*EXERCISE BRIEF*. Could you write out each of the records below exactly?
##### ENTRIES SHOWN #####
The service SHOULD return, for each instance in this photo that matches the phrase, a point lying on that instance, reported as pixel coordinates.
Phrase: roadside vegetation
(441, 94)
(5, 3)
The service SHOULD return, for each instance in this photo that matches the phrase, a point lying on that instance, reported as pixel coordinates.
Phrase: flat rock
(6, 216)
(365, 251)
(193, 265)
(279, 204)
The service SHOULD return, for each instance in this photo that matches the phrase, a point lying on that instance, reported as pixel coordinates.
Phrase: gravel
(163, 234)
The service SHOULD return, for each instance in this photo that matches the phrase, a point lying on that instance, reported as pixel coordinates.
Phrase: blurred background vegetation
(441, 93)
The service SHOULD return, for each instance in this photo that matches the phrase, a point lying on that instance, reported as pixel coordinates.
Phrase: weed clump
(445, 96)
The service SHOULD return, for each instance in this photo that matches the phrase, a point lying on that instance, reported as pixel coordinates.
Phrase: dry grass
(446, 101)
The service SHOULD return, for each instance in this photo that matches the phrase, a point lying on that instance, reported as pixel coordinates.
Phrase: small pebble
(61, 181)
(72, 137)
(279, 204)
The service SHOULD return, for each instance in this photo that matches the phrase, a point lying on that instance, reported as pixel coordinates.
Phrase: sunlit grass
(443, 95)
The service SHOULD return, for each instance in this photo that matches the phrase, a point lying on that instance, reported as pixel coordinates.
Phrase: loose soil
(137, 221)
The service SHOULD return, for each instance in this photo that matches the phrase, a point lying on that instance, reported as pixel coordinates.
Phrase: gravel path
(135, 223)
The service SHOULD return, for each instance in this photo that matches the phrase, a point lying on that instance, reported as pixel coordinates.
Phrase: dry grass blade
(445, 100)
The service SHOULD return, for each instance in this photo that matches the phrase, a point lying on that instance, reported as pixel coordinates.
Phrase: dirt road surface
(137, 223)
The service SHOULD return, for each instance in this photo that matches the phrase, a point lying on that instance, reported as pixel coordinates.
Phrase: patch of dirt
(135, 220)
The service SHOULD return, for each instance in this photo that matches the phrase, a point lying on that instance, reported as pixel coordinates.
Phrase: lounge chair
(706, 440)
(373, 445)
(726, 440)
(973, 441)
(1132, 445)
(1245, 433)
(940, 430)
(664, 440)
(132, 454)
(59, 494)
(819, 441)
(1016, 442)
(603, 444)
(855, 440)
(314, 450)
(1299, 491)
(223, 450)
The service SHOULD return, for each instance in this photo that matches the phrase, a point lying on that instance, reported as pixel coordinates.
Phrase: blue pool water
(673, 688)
#####
*REPLY TO THE EXERCISE*.
The service SHOULD return, for each instance in this photo that matches the phrase, a point lying on that instance, reported as pixel coordinates.
Phrase: roadside vegetation
(441, 94)
(5, 3)
The service SHOULD return, for each instance in this photo that matches the phrase, a point lying on that instance, reported as pixel coordinates.
Phrase: flat rock
(6, 216)
(365, 251)
(193, 265)
(279, 204)
The service SHOULD return, for each instance in this photo that matches the phrase, a point lying on that instance, reported as pixel coordinates.
Phrase: gravel
(163, 234)
The service SHOULD return, for each instance in this photo that matches the phrase, a point lying on that instance, reported as pixel coordinates.
Phrase: blurred background vegetation
(441, 93)
The service SHOULD return, for each instance in this photo that matches the phrase, a point lying on that instance, reported as pixel coordinates.
Phrase: weed clump
(445, 96)
The service SHOULD return, for each instance in this photo that matches the phrase, a point lying on that instance, reported as pixel coordinates.
Phrase: dry grass
(446, 101)
The service SHOULD return, for each instance in this photo that matches the phrase, a point lying on that instance, reported as pixel coordinates.
Phrase: small pebble
(61, 181)
(72, 137)
(279, 204)
The service SHOULD return, for each instance in this photo that matches the phrase, a point lying on that instance, reported as pixel coordinates.
Phrase: sunlit grass
(443, 95)
The service SHOULD return, for each instance in this photo that matches the phrase, a point lying on that instance, reported as pixel coordinates.
Phrase: loose soil
(137, 221)
The service SHOULD return, for each instance in this photo that matches the phrase, a point lying on that instance, reported as pixel coordinates.
Phrase: gravel path
(135, 223)
The service SHOULD return, for each instance in this photo that matches the phrase, a point lying on that instance, reported as pixel coordinates.
Phrase: dry grass blade
(445, 100)
The service SHOULD return, for each instance in this photo that matches the phrase, a point lying on that instance, reported as pixel coordinates.
Phrase: dirt road surface
(137, 223)
The service SHOULD return, for each instance in this photo that matches the phrase, a point lying on that instance, reported as pixel coordinates.
Phrase: patch of dirt
(135, 220)
The service SHOULD return, for each instance in this photo that matches the phrase, a point lying on that instance, reported as pixel coordinates.
Phrase: lounge chair
(706, 440)
(373, 445)
(726, 440)
(973, 441)
(1132, 445)
(1245, 433)
(940, 430)
(664, 440)
(132, 454)
(59, 494)
(819, 441)
(1016, 442)
(603, 444)
(855, 440)
(314, 450)
(1299, 491)
(223, 450)
The service SHOULD return, for each instance in this photo that matches the phrase, a point lying on that instance, reported as pixel coordinates.
Phrase: blue pool water
(673, 688)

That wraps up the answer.